Task prompt: Each record below needs to be copied out exactly as it stands.
┄┄┄┄┄┄┄┄┄┄
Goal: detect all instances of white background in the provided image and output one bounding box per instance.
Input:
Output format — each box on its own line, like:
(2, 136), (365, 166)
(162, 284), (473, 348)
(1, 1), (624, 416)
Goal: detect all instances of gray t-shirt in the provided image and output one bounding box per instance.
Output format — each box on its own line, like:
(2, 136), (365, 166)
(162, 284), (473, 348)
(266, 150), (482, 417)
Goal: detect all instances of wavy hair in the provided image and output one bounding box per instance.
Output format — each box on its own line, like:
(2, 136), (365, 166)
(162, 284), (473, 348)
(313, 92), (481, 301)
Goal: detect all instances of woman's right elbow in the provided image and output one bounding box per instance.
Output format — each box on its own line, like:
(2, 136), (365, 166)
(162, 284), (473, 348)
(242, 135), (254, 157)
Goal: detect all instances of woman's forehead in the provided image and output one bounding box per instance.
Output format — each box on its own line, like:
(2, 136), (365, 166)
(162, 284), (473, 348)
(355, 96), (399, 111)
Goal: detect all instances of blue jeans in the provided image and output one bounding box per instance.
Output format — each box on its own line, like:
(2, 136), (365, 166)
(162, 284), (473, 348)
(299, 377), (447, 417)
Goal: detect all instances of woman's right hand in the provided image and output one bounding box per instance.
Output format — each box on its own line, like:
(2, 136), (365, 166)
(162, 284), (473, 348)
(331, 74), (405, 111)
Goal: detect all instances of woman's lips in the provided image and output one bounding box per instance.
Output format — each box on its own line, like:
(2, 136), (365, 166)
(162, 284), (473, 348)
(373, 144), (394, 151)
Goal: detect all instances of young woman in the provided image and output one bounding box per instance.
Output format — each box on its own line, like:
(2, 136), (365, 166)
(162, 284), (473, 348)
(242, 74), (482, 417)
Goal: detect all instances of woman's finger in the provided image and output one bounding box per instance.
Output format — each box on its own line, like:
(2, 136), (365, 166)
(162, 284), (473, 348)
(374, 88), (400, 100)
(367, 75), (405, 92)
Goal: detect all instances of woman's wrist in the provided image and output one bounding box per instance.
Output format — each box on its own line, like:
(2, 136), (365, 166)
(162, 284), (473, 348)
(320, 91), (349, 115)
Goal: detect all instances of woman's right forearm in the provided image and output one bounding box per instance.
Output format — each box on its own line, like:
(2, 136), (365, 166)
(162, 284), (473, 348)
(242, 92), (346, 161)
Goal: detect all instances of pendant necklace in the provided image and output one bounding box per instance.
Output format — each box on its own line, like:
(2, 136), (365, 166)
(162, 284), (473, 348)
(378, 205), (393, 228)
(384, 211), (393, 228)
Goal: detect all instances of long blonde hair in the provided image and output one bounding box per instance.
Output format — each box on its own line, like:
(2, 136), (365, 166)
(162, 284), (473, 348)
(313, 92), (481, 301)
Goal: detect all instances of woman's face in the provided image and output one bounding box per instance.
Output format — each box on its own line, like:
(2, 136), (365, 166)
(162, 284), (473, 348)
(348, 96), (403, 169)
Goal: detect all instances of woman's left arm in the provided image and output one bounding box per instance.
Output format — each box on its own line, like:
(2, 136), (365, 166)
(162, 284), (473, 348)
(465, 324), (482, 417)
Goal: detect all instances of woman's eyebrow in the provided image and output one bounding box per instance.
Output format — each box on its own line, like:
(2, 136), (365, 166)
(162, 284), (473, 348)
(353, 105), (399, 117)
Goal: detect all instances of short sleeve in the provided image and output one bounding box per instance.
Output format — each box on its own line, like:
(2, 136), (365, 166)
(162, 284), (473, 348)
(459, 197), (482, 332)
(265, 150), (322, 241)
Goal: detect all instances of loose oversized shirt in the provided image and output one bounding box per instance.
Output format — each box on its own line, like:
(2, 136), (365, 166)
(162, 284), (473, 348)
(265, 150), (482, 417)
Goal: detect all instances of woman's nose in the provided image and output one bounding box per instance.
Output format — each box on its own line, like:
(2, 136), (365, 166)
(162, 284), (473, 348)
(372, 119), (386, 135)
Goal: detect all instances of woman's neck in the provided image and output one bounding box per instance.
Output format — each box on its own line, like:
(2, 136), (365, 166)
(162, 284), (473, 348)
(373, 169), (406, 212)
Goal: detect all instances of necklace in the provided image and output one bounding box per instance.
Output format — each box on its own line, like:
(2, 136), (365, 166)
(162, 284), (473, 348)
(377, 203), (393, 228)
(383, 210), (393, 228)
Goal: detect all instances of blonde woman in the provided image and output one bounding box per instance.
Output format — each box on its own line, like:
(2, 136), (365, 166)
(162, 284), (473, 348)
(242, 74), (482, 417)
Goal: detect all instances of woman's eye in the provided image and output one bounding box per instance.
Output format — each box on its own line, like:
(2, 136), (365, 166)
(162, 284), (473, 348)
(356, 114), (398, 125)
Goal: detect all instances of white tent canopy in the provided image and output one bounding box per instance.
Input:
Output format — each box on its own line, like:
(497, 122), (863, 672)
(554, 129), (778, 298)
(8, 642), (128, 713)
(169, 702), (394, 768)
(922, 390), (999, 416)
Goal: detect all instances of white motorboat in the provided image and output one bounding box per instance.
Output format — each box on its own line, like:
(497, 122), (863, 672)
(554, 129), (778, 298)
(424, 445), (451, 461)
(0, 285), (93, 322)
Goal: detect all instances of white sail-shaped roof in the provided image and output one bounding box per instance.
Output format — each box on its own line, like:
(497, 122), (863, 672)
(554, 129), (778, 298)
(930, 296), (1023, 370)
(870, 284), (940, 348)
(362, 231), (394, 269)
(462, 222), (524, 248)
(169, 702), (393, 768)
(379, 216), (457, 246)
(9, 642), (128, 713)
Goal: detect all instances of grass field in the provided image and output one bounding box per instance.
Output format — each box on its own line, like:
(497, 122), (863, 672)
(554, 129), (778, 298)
┄┄┄┄┄┄┄┄┄┄
Expected output:
Goal: detect all instances of white background in the provided image and output one bounding box per instance.
Input:
Output format — each box on its own line, like:
(2, 136), (365, 166)
(162, 284), (473, 348)
(1, 1), (624, 416)
Goal: detect all instances of gray t-shirt in the provided image and output one bounding box per instance.
Output format — each box on its own line, like:
(2, 136), (365, 166)
(162, 284), (473, 348)
(266, 150), (482, 417)
Goal: detect all instances of wavy hair in the provided image and output one bounding box per instance.
Output format — each box on its own line, like:
(2, 136), (365, 166)
(162, 284), (473, 348)
(313, 92), (481, 301)
Goal: detect all instances of woman's right elbow in the provided image and output one bounding box per instance.
Output format — each box on its own line, like:
(2, 136), (365, 166)
(162, 284), (473, 348)
(242, 135), (254, 157)
Goal: detect all instances of woman's forehead in the provided image and output one bounding box per instance.
Output format — each box on its own line, like:
(2, 136), (365, 166)
(162, 284), (473, 348)
(355, 96), (399, 111)
Goal: detect all instances of blue jeans in the provided image and output one bounding box per instance.
Output format — each box on its own line, like:
(2, 136), (365, 166)
(162, 284), (473, 348)
(299, 377), (447, 417)
Goal: detect all instances of woman's right hand in the provided image and output one bounding box per instance.
Output format — each box on its own line, like:
(2, 136), (365, 166)
(162, 284), (473, 348)
(331, 74), (405, 111)
Goal: detect all instances of woman's lips in the provided image and output one bounding box per instance.
Output format — each box on its own line, like:
(2, 136), (365, 166)
(162, 284), (473, 348)
(373, 144), (394, 151)
Goal: detect all instances of young woman in the provided image and output one bounding box per instance.
Output format — each box on its own line, like:
(2, 136), (365, 166)
(162, 284), (473, 348)
(242, 74), (482, 417)
Goal: detect all instances of woman's finger in the provided image and output one bounding box per instance.
Output format — each box on its own line, like:
(2, 136), (365, 166)
(162, 284), (473, 348)
(374, 88), (400, 100)
(367, 75), (405, 92)
Goal: detect all instances of woman's wrist in the provided image and output one bounding box per instance.
Output format — each box on its own line, like:
(2, 136), (365, 166)
(162, 284), (473, 348)
(320, 91), (349, 115)
Goal: detect all instances of woman's right forearm in the provided image and output one bounding box per instance.
Output format — each box on its own line, like:
(2, 136), (365, 166)
(162, 284), (473, 348)
(242, 92), (346, 161)
Goal: detect all instances of pendant necklace in the provided image and output one bounding box per instance.
Output format — each box on its own line, like:
(2, 136), (365, 166)
(162, 284), (473, 348)
(378, 205), (393, 228)
(384, 211), (393, 228)
Goal: detect all instances of long blonde hair in the provided image and output one bounding box per instance.
Output format — each box on its own line, like:
(2, 136), (365, 166)
(162, 284), (473, 348)
(313, 92), (481, 301)
Goal: detect all instances of woman's face in the provided image and output one bounding box per instance.
Output format — each box on its own line, like:
(2, 136), (365, 166)
(162, 284), (473, 348)
(348, 96), (403, 169)
Goal: detect all instances of woman's left arm in the provided image and output one bounding box per instance.
Output format — each box on its own line, like:
(2, 136), (365, 166)
(162, 284), (473, 348)
(465, 324), (482, 417)
Goal: detect all instances of woman's eyebrow in the provided image and output one bounding box per instance.
Output format — each box on its own line, like:
(2, 136), (365, 166)
(162, 284), (473, 348)
(353, 105), (399, 117)
Goal: detect all instances of short sleeve in the provided image and output one bounding box per instance.
Output format — each box on its own line, like:
(2, 136), (365, 166)
(162, 284), (473, 348)
(459, 197), (482, 332)
(265, 150), (322, 241)
Goal: detect all instances of loose oversized shirt in the provided image and output one bounding box per instance.
Output format — each box on its own line, like:
(2, 136), (365, 166)
(162, 284), (473, 348)
(265, 150), (482, 417)
Goal: detect all instances of woman's nose in the provided image and output one bounding box per instance.
Output format — each box on its own line, like:
(2, 136), (365, 166)
(162, 284), (473, 348)
(372, 119), (386, 135)
Goal: detect all instances of woman's neck in the provided image and output one bounding box per instance.
Output format — each box on its own line, like:
(2, 136), (365, 166)
(162, 284), (473, 348)
(373, 169), (406, 212)
Goal: detect all instances of necklace in the provided image and output one bounding box per instance.
Output format — each box on its own line, like:
(2, 136), (365, 166)
(162, 284), (473, 348)
(377, 203), (393, 228)
(383, 210), (393, 228)
Goal: detect all instances of blonde woman in the provided image and output one bounding box per instance.
Output format — each box on its own line, like:
(2, 136), (365, 166)
(162, 284), (473, 348)
(242, 74), (482, 417)
Goal: detect all instances of woman's eye in the provided image and output one bounding box per instance.
Output format — each box on its own line, like:
(2, 136), (365, 166)
(162, 284), (473, 348)
(356, 114), (398, 125)
Goal: detect all instances of white tent canopy in the provided image and output one bounding box per instance.
Input:
Output format — each box on its own line, like:
(497, 122), (863, 672)
(554, 129), (778, 298)
(8, 642), (128, 713)
(169, 702), (394, 768)
(922, 390), (999, 416)
Goal: detect all instances of white motorboat in the provided image and output one bounding box per instance.
Output format — each box on its own line, like:
(497, 122), (863, 672)
(554, 129), (778, 298)
(424, 445), (451, 461)
(0, 285), (93, 322)
Goal: detect all instances of white sail-shaped roof in the provided image and output one bounding box per instance.
Output format — each box on its own line, like:
(497, 122), (863, 672)
(554, 129), (778, 298)
(930, 296), (1023, 370)
(870, 284), (940, 348)
(362, 231), (394, 269)
(462, 222), (524, 248)
(169, 702), (393, 768)
(379, 216), (457, 246)
(9, 642), (128, 713)
Goal: detect all instances of grass field in the provided image and output one bounding box per instance.
Output format — each box on its own line, like:
(497, 122), (863, 672)
(554, 129), (778, 298)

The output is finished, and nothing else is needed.